## Task brief
Copy all of the data below, requests included, but multiply every coordinate in the answers by 2.5 and round each result to a whole number, with halves rounded up. Leave the numbers in the requests and their format samples unchanged.

## Given data
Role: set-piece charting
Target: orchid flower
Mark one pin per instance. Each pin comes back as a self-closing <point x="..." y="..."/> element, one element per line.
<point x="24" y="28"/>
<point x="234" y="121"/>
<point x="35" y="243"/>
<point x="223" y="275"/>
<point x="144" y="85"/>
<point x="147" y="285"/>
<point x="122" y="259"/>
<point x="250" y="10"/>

## Worked answer
Role: set-piece charting
Target: orchid flower
Mark one pin per instance. Each pin comes back as a self-closing <point x="..." y="..."/> element, one element per line.
<point x="60" y="70"/>
<point x="585" y="303"/>
<point x="88" y="608"/>
<point x="558" y="688"/>
<point x="360" y="213"/>
<point x="368" y="713"/>
<point x="305" y="648"/>
<point x="625" y="25"/>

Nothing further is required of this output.